§ Provided data

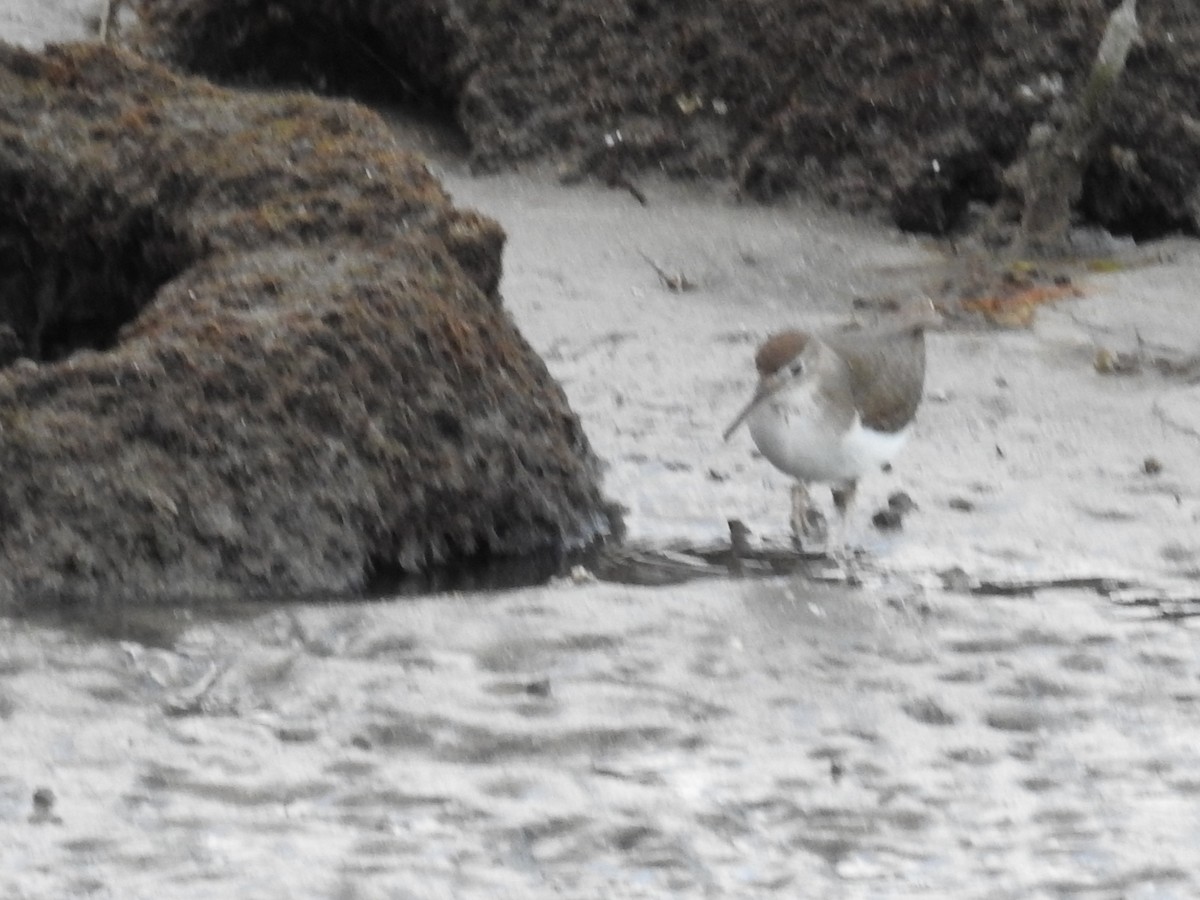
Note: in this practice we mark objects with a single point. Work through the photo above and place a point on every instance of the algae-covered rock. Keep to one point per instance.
(913, 106)
(253, 349)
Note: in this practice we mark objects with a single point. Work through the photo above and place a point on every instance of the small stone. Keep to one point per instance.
(887, 520)
(539, 688)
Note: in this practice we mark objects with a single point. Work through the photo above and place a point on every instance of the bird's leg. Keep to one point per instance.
(808, 523)
(843, 499)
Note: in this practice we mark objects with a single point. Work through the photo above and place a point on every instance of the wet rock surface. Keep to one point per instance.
(253, 349)
(912, 107)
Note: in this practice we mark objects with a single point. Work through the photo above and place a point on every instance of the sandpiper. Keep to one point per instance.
(832, 407)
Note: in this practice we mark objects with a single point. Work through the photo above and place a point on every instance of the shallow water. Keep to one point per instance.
(749, 738)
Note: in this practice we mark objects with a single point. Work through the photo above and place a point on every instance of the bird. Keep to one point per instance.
(831, 407)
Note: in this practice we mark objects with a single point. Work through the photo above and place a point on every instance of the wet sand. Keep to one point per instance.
(724, 738)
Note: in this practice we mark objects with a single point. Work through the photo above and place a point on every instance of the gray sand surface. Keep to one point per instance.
(723, 738)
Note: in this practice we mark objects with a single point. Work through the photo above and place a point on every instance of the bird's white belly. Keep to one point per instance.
(796, 438)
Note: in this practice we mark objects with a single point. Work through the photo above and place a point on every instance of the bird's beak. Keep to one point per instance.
(766, 388)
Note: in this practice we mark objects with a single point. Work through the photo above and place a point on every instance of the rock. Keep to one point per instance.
(264, 355)
(913, 107)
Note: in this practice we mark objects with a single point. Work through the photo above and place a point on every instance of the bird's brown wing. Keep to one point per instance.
(887, 373)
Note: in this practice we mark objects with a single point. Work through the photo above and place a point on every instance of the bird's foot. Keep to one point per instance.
(809, 529)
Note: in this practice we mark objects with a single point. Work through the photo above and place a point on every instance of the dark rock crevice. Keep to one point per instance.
(75, 269)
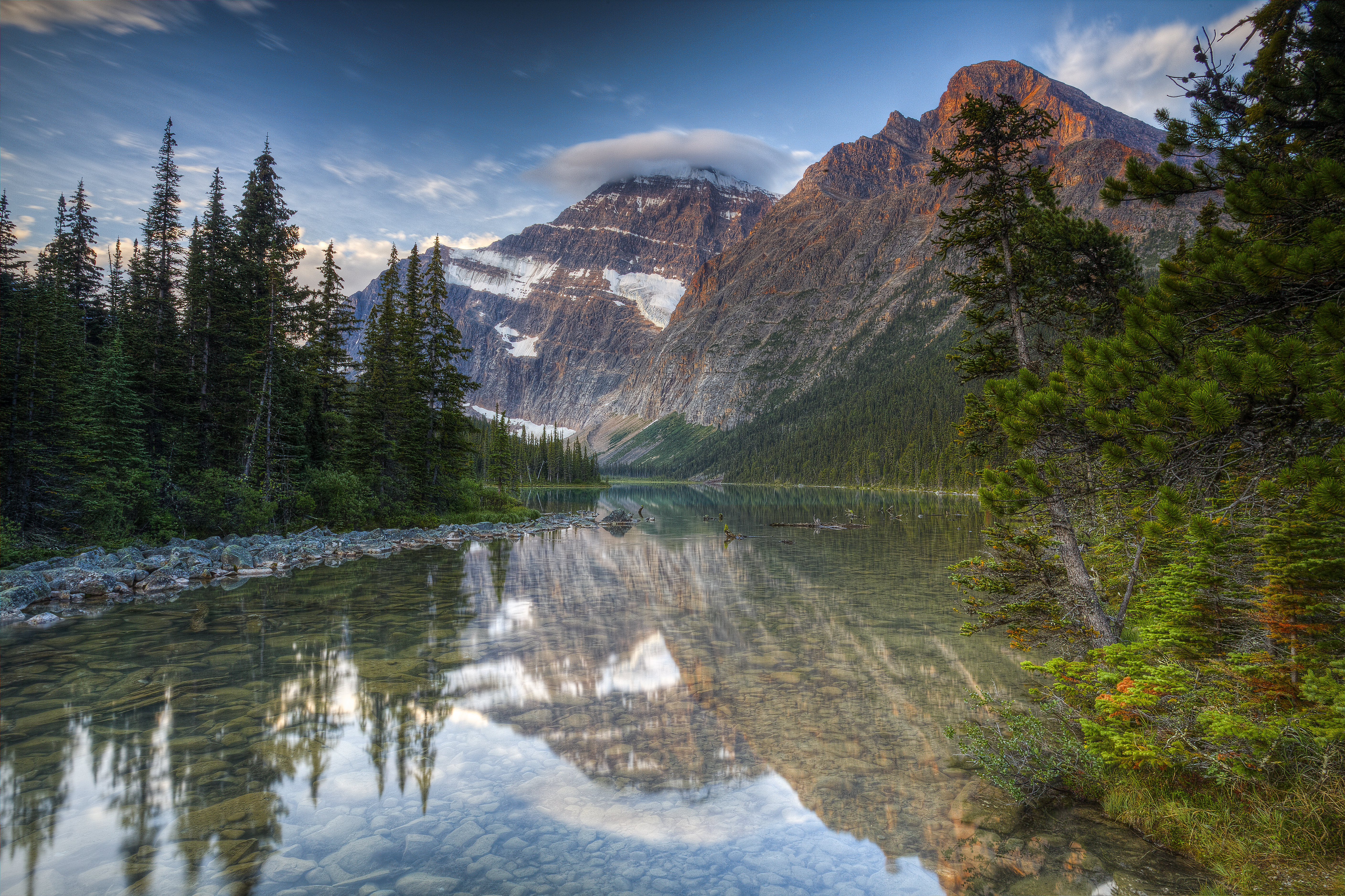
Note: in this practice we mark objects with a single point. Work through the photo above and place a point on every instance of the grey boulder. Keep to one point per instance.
(14, 599)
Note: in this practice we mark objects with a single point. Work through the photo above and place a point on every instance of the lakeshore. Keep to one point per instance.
(57, 586)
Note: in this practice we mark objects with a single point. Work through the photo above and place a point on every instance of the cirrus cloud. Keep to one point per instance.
(583, 167)
(1129, 70)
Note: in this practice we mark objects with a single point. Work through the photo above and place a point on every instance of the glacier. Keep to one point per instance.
(656, 295)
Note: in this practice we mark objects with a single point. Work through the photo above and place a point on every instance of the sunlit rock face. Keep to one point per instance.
(849, 253)
(557, 314)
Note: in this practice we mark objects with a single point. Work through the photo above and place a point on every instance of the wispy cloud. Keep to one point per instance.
(113, 17)
(586, 166)
(1128, 70)
(362, 259)
(431, 190)
(123, 17)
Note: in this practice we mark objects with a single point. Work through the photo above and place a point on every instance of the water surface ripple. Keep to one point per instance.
(645, 711)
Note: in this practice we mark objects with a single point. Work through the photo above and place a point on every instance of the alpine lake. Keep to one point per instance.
(650, 709)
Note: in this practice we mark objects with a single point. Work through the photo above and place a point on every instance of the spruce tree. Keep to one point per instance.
(10, 261)
(84, 274)
(446, 442)
(151, 327)
(1004, 198)
(373, 442)
(329, 363)
(218, 322)
(270, 255)
(501, 469)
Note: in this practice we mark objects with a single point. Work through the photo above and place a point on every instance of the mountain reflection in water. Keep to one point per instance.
(572, 714)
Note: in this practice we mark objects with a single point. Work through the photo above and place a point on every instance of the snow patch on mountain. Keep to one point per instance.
(517, 344)
(508, 276)
(526, 426)
(656, 295)
(726, 182)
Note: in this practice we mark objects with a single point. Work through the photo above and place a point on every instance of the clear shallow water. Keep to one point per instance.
(652, 711)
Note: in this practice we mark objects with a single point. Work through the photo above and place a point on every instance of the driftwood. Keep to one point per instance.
(822, 525)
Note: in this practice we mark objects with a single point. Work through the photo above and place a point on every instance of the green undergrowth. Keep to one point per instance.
(1257, 837)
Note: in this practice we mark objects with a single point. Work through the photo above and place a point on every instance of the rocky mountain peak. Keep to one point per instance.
(902, 154)
(1081, 116)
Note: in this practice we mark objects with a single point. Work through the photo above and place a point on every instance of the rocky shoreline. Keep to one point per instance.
(123, 575)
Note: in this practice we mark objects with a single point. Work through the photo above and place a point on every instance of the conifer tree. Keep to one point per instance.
(116, 473)
(446, 443)
(329, 364)
(270, 255)
(151, 329)
(218, 321)
(10, 263)
(374, 424)
(116, 284)
(501, 467)
(84, 274)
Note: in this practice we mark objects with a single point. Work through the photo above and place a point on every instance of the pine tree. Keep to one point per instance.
(116, 284)
(329, 364)
(218, 323)
(270, 255)
(116, 475)
(1005, 201)
(84, 274)
(446, 443)
(151, 329)
(501, 467)
(377, 400)
(10, 263)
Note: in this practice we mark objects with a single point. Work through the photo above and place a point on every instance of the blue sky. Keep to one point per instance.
(395, 122)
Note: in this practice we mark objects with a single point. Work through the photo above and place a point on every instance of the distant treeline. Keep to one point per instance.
(187, 384)
(510, 461)
(891, 422)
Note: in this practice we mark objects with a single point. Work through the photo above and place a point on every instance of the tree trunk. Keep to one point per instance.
(1089, 603)
(1020, 334)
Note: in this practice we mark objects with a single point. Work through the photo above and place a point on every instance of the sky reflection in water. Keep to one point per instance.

§ Prompt
Copy the material above exactly and drop the pictures.

§ Answer space
Note: in this practice we mark objects with a single point. Work through the photo above and place a point on every instance of the algae-covered rock. Keep to one point per instance.
(913, 106)
(253, 349)
Note: in this practice we mark objects with a single point. Work through the photo above and place a point on every instance of the small stone. Keep to one point per instance.
(887, 520)
(539, 688)
Note: in this practice we mark objects with a single point. Work through the photo above and place a point on every instance of the bird's leg. Keep to one point per instance.
(808, 523)
(843, 499)
Note: in this practice we mark objects with a single point. Work through the photo above and place a point on every instance of the wet rock surface. Keep to one point per instance.
(253, 349)
(912, 107)
Note: in this practice we mark objects with a single point. Work through the photo above and place a point on every instance of the sandpiper. Keep to one point per instance.
(832, 407)
Note: in this practice we mark objects with a single point. Work through the photo above and place a point on every instance of the shallow water. Keep to one point per instance.
(749, 738)
Note: in this practice we mark objects with a single point. Work through the photo above and place a point on every instance of the bird. Keep to one point per instance.
(831, 407)
Note: in this practice we mark objects with a single point. Work through the photo above and place a point on every instance of the wet sand. Keep to one point per instance.
(724, 738)
Note: in this practice we mark objects with a single point. Work through the photo above and place a point on every instance of the gray sand surface. Keep to one point per instance.
(723, 738)
Note: in this practice we mark objects with a single point. Work through the photo above and place a point on every instance of the bird's white belly. Keep to one point per instance.
(796, 438)
Note: in this practice we mark objects with a single point. Work through the photo above and place a point on every instance of the bird's beak. Keep to one point per instance.
(766, 388)
Note: in this practice we mark objects with a single point. Work through the photo above and place a point on every instance of the rock. Keep to one point per instance.
(264, 355)
(913, 107)
Note: in this practice we mark objects with a single point. Work through the photo above and place a point on every instance of the bird's brown wing. Keep to one point per instance.
(887, 373)
Note: in this practice we mark objects with a single point. Work through the photo above and place a point on every instance of the bird's foot. Keep to one point per instance.
(809, 529)
Note: in this practice we mark objects with a single point. Work through the photo above and place a point on every instance of the dark rock crevice. Keep to one point per instance.
(75, 269)
Note: in this practice we mark objects with a single point. Work through the photo above and place a point on every instance of the grey boulder. Keep to one point per instance.
(14, 599)
Note: in this practice we mark objects with a single point. Work through the photo above and place a point on every instance of the lakeshore. Keep to one point per instance.
(57, 586)
Note: in this practice we mark objects with a single point. Work through the photo above and place a point on every instance of the cirrus cloud. Keep to one point per instance.
(583, 167)
(1129, 70)
Note: in this practice we mark objects with a single point. Work through the photo above and place a point on every instance of the glacier. Keep to one point per instance.
(656, 295)
Note: in this practice we mark objects with a single point. Work through the photo above and place a point on every instance of the sunlit rock face. Keep to one point per instance.
(849, 253)
(557, 314)
Note: in this practice we mark objects with a single point. Work through the photo above and place a point on every instance of the wispy cloud. Keep to one point per instance.
(113, 17)
(586, 166)
(1128, 70)
(362, 259)
(431, 190)
(123, 17)
Note: in this practice we mark objects with a single point. Work through the photo above and place a point on every instance of the water surface ripple. Keep to one point per instance.
(645, 711)
Note: in this practice we mark objects with a single point. Work through the photo above and place a point on every instance of the alpine lake. Keep to one point per instance.
(650, 709)
Note: in this practice we mark objects with a single point. Work through the photo above and place a point on every instance of the spruce tree. Keep to one point per instance.
(10, 261)
(84, 274)
(446, 442)
(151, 327)
(1004, 198)
(373, 442)
(329, 363)
(218, 322)
(270, 255)
(501, 469)
Note: in this practice we mark objects with a single point. Work through the photo above and place a point on every instance of the mountain reflection in water. Keep to one point per instance.
(572, 714)
Note: in this practice we mark objects with a single point. Work through the photo above and place a point on every instance of the snow patch on mountain. Keep to one point per instance.
(517, 344)
(508, 276)
(526, 426)
(656, 295)
(726, 182)
Note: in this practice we mark objects with a single point. Work through the photo above and place a point on every instance of the clear shallow water. Keep to one point per instance.
(652, 711)
Note: in this practice we mark objects with a single point. Work through the photo above and place a point on every instance of the driftwood. Keep to one point per instance.
(822, 525)
Note: in this practice we mark objects with a single point. Work through the photo above and place a point on every instance of the green undergrowth. Keep to one point per instance.
(1257, 837)
Note: in this practice we mark objects with a single point. Work through the photo above and place a point on every instance of the rocky mountain peak. Keep to one point per instance.
(902, 154)
(1081, 116)
Note: in this practice we mark objects with a single point. Work through the photo above and place a point on every instance of the rocky shoreline. Keep to one point per instance.
(123, 575)
Note: in this practice we mark objects with a single point. Work through the photo above and place a point on every instance of the conifer tree. Keep to one point per instance.
(116, 473)
(446, 443)
(329, 364)
(270, 255)
(151, 329)
(218, 321)
(10, 263)
(374, 424)
(116, 284)
(501, 467)
(84, 274)
Note: in this practice we mark objects with a single point. Work through the photo above and place a point on every instance of the pine tree. Keep to one point per instance.
(116, 284)
(329, 364)
(218, 323)
(270, 255)
(116, 475)
(1005, 201)
(84, 274)
(446, 443)
(151, 329)
(501, 467)
(377, 400)
(10, 263)
Note: in this practice we mark objects with a single point. Work through the photo above and place a point on every instance of the blue sky. Keep to one point per instance.
(395, 122)
Note: in this practice we mark objects with a single point. Work through the photo above and place a point on every instance of the distant treeline. Keep to one point per instance.
(187, 384)
(510, 461)
(891, 422)
Note: in this practice we mark objects with a single point. Work through the photo above and place a point on every instance of the tree trunk. Keep to one point per instance.
(1089, 603)
(1020, 334)
Note: in this practice we mark objects with a single point. Work through the photo above and place a point on every instance of the sky reflection in water. Keep to one point per instance.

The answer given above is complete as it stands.